◆ Your task
Keep to one stretch of the data below, the lines from the one with "In which part of this photograph is the wooden crate?" up to and including the one with "In which part of this photograph is the gabled", and return that stretch exactly.

--- Data supplied ---

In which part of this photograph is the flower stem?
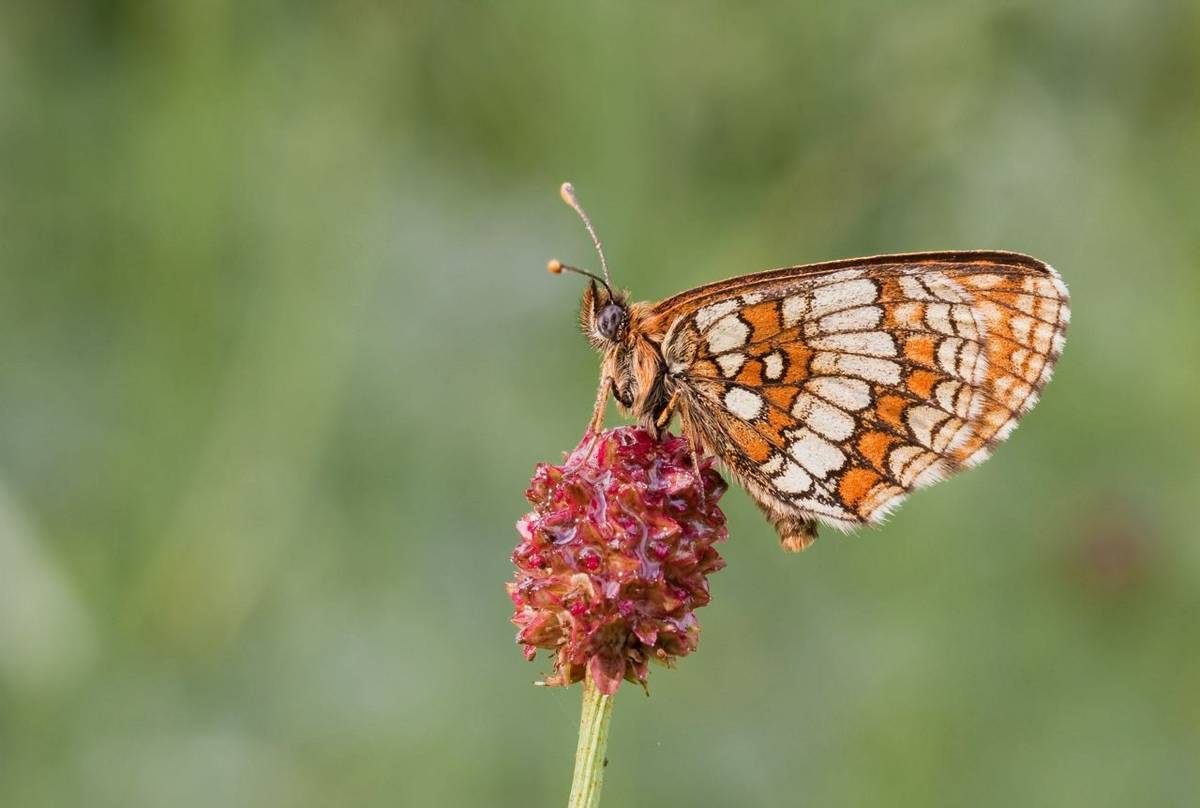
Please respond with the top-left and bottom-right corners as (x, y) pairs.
(567, 672), (615, 808)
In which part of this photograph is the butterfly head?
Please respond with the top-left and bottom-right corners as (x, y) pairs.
(595, 299), (627, 341)
(548, 259), (628, 346)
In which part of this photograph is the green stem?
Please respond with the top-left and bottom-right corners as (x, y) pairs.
(567, 671), (615, 808)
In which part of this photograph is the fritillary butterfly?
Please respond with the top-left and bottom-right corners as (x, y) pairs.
(548, 183), (1068, 551)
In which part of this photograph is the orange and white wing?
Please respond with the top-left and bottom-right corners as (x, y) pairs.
(655, 252), (1069, 529)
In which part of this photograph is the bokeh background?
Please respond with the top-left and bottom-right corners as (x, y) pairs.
(2, 2), (1198, 806)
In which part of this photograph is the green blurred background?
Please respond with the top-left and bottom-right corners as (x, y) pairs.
(2, 2), (1198, 806)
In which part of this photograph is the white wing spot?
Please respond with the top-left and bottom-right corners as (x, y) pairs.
(810, 279), (878, 318)
(935, 380), (960, 414)
(966, 274), (1004, 289)
(931, 418), (965, 453)
(791, 394), (856, 441)
(888, 445), (924, 481)
(806, 376), (871, 411)
(707, 314), (750, 354)
(906, 405), (950, 448)
(816, 305), (883, 334)
(1011, 348), (1029, 373)
(787, 428), (847, 477)
(781, 295), (808, 327)
(773, 461), (813, 493)
(812, 353), (902, 385)
(1025, 276), (1060, 297)
(716, 353), (747, 378)
(763, 352), (784, 380)
(977, 301), (1003, 324)
(760, 454), (784, 475)
(923, 272), (970, 303)
(993, 375), (1022, 409)
(695, 300), (738, 331)
(1011, 315), (1034, 344)
(1023, 353), (1046, 382)
(937, 338), (962, 376)
(899, 276), (933, 301)
(1032, 322), (1054, 354)
(1003, 377), (1033, 410)
(952, 306), (981, 340)
(724, 387), (763, 420)
(924, 303), (956, 336)
(894, 302), (924, 327)
(958, 387), (983, 420)
(959, 341), (985, 384)
(1037, 298), (1060, 322)
(810, 331), (896, 357)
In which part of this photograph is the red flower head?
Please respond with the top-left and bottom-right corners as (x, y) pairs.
(508, 427), (728, 695)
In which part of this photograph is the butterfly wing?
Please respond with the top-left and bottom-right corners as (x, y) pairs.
(652, 252), (1069, 546)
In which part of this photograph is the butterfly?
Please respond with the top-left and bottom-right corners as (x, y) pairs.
(548, 183), (1069, 552)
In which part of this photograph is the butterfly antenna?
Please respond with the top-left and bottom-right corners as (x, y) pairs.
(558, 182), (611, 286)
(546, 259), (616, 300)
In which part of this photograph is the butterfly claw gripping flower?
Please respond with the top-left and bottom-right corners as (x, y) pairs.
(508, 427), (727, 695)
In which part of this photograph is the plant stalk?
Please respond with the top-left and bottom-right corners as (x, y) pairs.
(567, 671), (614, 808)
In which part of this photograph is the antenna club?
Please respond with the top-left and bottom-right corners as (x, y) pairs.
(555, 181), (611, 286)
(546, 261), (615, 298)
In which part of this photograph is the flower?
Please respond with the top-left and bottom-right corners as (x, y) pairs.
(508, 426), (728, 694)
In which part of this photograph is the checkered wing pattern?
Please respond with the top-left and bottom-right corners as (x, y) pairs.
(654, 252), (1068, 528)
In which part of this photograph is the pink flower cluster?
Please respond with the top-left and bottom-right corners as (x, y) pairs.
(508, 427), (728, 694)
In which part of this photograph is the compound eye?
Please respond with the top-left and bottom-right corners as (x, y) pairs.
(596, 304), (626, 340)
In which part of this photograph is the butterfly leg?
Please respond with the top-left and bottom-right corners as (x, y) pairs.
(653, 389), (682, 433)
(675, 401), (709, 506)
(588, 377), (611, 436)
(690, 442), (708, 507)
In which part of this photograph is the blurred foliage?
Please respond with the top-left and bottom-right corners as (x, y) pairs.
(1, 2), (1198, 806)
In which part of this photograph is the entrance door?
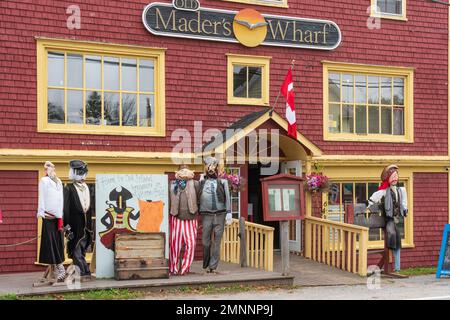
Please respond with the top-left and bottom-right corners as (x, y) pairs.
(281, 160), (302, 253)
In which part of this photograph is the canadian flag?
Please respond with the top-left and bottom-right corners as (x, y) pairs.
(280, 68), (297, 139)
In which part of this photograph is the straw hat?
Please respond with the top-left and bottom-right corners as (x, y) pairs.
(381, 164), (398, 181)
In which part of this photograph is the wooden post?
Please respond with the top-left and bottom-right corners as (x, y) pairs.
(358, 229), (368, 276)
(280, 220), (289, 276)
(239, 217), (247, 267)
(304, 219), (311, 258)
(384, 229), (391, 274)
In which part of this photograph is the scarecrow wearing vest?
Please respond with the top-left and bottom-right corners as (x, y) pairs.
(368, 164), (408, 272)
(169, 165), (200, 275)
(199, 156), (232, 273)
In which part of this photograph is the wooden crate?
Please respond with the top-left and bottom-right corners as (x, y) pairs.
(114, 232), (169, 280)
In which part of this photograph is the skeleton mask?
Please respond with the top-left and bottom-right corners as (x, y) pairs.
(204, 156), (219, 177)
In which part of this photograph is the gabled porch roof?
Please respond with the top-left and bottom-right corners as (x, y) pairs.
(199, 108), (322, 159)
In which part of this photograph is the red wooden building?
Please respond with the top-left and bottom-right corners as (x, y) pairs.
(0, 0), (449, 274)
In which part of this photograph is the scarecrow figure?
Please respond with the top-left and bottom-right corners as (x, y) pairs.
(169, 165), (200, 275)
(37, 161), (66, 282)
(198, 156), (232, 274)
(63, 160), (93, 278)
(368, 164), (408, 272)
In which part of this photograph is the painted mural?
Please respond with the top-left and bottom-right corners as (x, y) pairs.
(95, 174), (168, 278)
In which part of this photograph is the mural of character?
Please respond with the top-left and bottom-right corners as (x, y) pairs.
(99, 186), (140, 250)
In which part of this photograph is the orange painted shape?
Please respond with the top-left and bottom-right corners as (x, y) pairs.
(136, 200), (164, 232)
(233, 8), (267, 48)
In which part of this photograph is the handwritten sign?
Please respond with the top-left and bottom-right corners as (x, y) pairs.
(95, 174), (168, 278)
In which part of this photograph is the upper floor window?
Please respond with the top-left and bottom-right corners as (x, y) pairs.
(221, 0), (288, 9)
(323, 61), (414, 143)
(227, 54), (270, 106)
(371, 0), (407, 21)
(37, 38), (166, 136)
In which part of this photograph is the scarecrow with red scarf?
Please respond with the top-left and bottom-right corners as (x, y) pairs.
(368, 164), (408, 272)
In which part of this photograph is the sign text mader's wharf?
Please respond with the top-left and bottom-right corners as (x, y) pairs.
(142, 3), (341, 50)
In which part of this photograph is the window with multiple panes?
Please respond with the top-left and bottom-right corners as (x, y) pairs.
(324, 62), (413, 142)
(325, 181), (408, 246)
(328, 73), (405, 135)
(47, 53), (154, 127)
(37, 39), (165, 136)
(227, 54), (270, 106)
(372, 0), (406, 20)
(221, 0), (288, 8)
(377, 0), (403, 15)
(233, 66), (262, 100)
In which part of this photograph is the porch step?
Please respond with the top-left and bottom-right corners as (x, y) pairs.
(1, 261), (293, 297)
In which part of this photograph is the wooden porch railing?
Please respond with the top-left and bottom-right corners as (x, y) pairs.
(304, 216), (369, 276)
(220, 218), (274, 272)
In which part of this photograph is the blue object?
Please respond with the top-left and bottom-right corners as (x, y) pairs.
(436, 224), (450, 279)
(394, 248), (401, 272)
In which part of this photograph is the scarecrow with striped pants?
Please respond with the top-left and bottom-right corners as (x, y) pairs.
(169, 166), (200, 275)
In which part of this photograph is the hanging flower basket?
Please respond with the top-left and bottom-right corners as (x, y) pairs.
(305, 172), (330, 194)
(219, 168), (245, 193)
(304, 163), (330, 194)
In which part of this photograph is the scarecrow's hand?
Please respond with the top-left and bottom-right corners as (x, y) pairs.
(225, 213), (233, 225)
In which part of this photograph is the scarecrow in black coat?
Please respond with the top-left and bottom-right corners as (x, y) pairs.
(63, 160), (93, 278)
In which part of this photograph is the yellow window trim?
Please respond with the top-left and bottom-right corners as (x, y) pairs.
(370, 0), (407, 21)
(320, 170), (414, 250)
(221, 0), (288, 8)
(227, 54), (271, 107)
(323, 61), (414, 143)
(36, 38), (166, 137)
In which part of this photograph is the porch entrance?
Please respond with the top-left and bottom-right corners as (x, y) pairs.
(247, 161), (302, 252)
(200, 108), (323, 264)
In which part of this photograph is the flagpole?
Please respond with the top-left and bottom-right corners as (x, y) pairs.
(269, 59), (295, 117)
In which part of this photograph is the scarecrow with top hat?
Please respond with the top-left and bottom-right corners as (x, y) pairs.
(367, 164), (408, 272)
(64, 160), (94, 278)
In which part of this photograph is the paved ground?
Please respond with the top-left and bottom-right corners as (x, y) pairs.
(149, 275), (450, 300)
(0, 254), (365, 296)
(0, 261), (292, 296)
(273, 252), (366, 286)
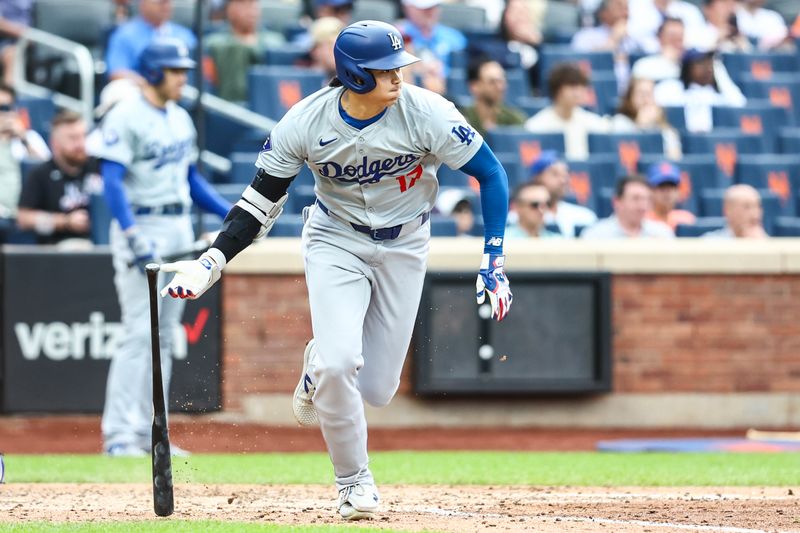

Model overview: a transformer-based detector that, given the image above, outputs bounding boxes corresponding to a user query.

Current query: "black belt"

[133,203,187,216]
[316,200,430,241]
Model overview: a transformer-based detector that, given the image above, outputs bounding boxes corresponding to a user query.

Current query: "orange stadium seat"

[587,132,664,175]
[682,129,769,181]
[736,155,800,216]
[720,51,799,84]
[712,101,792,152]
[247,66,326,120]
[483,128,565,168]
[738,73,800,124]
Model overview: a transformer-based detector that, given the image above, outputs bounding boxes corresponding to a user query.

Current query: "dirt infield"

[2,484,798,532]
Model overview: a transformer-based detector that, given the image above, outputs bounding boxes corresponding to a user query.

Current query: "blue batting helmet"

[333,20,420,94]
[138,38,196,86]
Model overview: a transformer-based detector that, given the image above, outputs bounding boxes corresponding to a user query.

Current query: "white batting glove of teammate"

[160,249,226,300]
[476,253,513,322]
[126,228,159,273]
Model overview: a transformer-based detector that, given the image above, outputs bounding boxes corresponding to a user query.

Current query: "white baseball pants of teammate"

[301,204,430,489]
[102,214,194,450]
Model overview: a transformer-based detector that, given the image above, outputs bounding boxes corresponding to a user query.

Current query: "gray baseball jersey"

[256,83,483,227]
[90,94,196,207]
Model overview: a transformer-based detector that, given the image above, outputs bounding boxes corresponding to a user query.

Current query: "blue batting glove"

[126,229,159,273]
[476,253,512,322]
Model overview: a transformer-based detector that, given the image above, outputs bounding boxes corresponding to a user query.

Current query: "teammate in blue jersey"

[160,21,512,518]
[90,38,232,457]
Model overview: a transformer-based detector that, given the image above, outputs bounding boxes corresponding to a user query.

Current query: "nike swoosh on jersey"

[319,138,337,146]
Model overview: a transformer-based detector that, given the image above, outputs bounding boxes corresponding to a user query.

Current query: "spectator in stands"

[506,182,561,238]
[702,184,767,238]
[204,0,285,103]
[529,150,597,238]
[0,83,51,243]
[315,0,353,26]
[628,0,706,53]
[612,77,682,159]
[793,13,800,39]
[305,17,344,81]
[435,188,475,236]
[644,160,695,231]
[654,48,746,132]
[459,57,526,138]
[736,0,790,51]
[570,0,638,94]
[524,63,610,160]
[398,0,467,80]
[581,175,674,238]
[696,0,752,53]
[498,0,543,87]
[17,111,101,247]
[630,17,685,82]
[0,0,33,87]
[106,0,197,83]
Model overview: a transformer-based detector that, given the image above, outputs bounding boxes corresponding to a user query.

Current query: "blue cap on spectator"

[529,150,561,177]
[682,48,714,64]
[316,0,353,7]
[647,161,681,186]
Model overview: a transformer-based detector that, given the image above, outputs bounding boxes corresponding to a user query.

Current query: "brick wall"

[222,273,800,410]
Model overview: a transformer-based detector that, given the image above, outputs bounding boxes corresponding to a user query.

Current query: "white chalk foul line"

[409,507,769,533]
[549,515,769,533]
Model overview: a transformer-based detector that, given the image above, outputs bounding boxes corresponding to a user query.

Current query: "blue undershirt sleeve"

[458,141,509,255]
[187,165,233,219]
[100,159,135,231]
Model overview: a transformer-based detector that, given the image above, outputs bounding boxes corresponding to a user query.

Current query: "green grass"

[0,523,418,533]
[5,451,800,486]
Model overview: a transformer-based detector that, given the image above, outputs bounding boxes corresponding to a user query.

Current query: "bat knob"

[145,263,161,274]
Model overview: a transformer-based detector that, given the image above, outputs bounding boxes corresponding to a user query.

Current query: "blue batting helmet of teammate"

[333,20,420,94]
[137,38,196,86]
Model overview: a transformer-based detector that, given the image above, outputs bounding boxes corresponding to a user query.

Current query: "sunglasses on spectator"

[525,200,548,210]
[0,104,15,112]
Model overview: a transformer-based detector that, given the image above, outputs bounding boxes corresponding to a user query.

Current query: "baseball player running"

[92,38,232,457]
[161,20,512,518]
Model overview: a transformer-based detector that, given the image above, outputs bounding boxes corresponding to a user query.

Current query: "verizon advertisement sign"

[1,250,221,413]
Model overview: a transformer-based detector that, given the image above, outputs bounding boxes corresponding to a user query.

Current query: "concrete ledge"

[226,238,800,275]
[235,393,800,430]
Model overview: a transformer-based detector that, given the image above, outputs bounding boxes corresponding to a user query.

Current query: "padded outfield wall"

[221,238,800,429]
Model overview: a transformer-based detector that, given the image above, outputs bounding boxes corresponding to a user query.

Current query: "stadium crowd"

[0,0,799,244]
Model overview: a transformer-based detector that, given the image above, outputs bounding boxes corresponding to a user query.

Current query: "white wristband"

[203,247,227,270]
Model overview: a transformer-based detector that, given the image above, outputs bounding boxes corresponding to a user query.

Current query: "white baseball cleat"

[338,482,380,520]
[293,339,318,426]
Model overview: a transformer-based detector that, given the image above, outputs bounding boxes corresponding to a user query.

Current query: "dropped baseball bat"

[146,263,174,517]
[128,237,212,269]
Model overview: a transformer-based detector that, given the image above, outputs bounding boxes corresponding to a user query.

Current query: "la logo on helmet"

[388,32,402,51]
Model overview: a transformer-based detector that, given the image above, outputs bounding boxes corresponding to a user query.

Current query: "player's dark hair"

[657,16,684,36]
[467,56,495,83]
[548,63,589,99]
[512,180,547,203]
[329,77,343,88]
[615,175,650,199]
[51,109,83,129]
[0,82,16,103]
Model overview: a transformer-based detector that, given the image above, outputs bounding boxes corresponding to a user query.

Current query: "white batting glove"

[160,248,226,300]
[476,253,513,322]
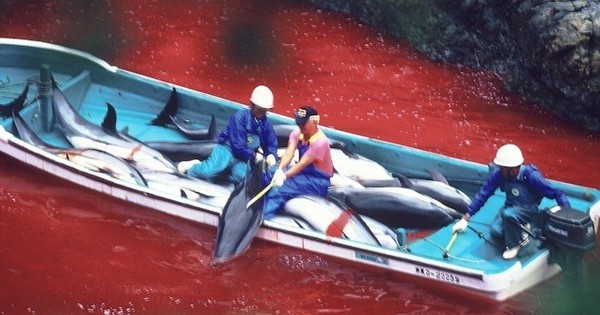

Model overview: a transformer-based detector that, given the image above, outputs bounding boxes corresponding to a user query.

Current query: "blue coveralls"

[466,164,571,249]
[187,108,278,184]
[262,135,331,219]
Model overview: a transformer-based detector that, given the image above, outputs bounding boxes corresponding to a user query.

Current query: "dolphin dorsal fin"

[426,168,449,185]
[150,87,178,126]
[101,102,118,131]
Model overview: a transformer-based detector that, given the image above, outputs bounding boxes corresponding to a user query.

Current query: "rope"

[419,237,485,264]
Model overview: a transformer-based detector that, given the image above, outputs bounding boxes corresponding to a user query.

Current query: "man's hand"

[265,154,277,167]
[272,169,286,187]
[452,218,468,234]
[177,159,200,174]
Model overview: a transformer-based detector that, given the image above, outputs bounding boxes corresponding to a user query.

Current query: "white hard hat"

[493,144,524,167]
[250,85,274,109]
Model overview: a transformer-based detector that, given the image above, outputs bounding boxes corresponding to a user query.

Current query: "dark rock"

[301,0,600,131]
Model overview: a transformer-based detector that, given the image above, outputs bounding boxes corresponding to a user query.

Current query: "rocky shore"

[302,0,600,131]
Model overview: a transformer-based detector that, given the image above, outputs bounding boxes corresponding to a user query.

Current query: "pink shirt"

[289,128,334,176]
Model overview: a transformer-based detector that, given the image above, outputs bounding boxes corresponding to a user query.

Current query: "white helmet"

[250,85,274,109]
[493,144,524,167]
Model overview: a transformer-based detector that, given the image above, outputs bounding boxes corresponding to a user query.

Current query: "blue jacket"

[466,164,571,216]
[217,108,278,162]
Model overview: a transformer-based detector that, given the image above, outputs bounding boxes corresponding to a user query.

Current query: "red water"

[1,0,599,314]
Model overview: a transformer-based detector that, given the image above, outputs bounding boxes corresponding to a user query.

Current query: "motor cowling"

[541,206,596,282]
[542,206,596,251]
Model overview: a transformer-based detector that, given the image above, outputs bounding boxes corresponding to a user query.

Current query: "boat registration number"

[414,267,461,284]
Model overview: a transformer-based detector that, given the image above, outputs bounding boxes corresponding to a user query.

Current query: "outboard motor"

[541,206,596,282]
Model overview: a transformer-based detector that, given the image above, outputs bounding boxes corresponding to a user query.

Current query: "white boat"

[1,38,598,301]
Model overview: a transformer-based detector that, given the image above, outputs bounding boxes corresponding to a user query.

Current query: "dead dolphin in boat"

[145,140,217,162]
[282,195,381,246]
[145,124,347,162]
[269,213,404,250]
[330,148,396,183]
[51,80,177,173]
[168,114,218,141]
[139,170,232,207]
[99,102,218,162]
[359,215,406,250]
[149,87,218,140]
[396,170,471,214]
[213,159,267,264]
[327,186,462,229]
[11,85,148,186]
[268,215,318,231]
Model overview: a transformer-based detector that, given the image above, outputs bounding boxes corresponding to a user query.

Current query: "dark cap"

[295,106,319,125]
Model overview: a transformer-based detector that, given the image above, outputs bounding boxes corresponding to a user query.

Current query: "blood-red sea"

[1,1,599,314]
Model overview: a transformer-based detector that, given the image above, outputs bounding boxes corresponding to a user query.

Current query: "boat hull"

[1,38,597,301]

---

◆ Answer box
In which part of this photograph is the wooden crate?
Please respond with the top-left and bottom-right corners as (x, y) pairs.
(114, 232), (169, 280)
In which part of this photograph is the skeleton mask?
Please respond with the top-left and bottom-right corners as (x, y) pairs.
(204, 156), (219, 177)
In which part of this photograph is the gabled porch roof?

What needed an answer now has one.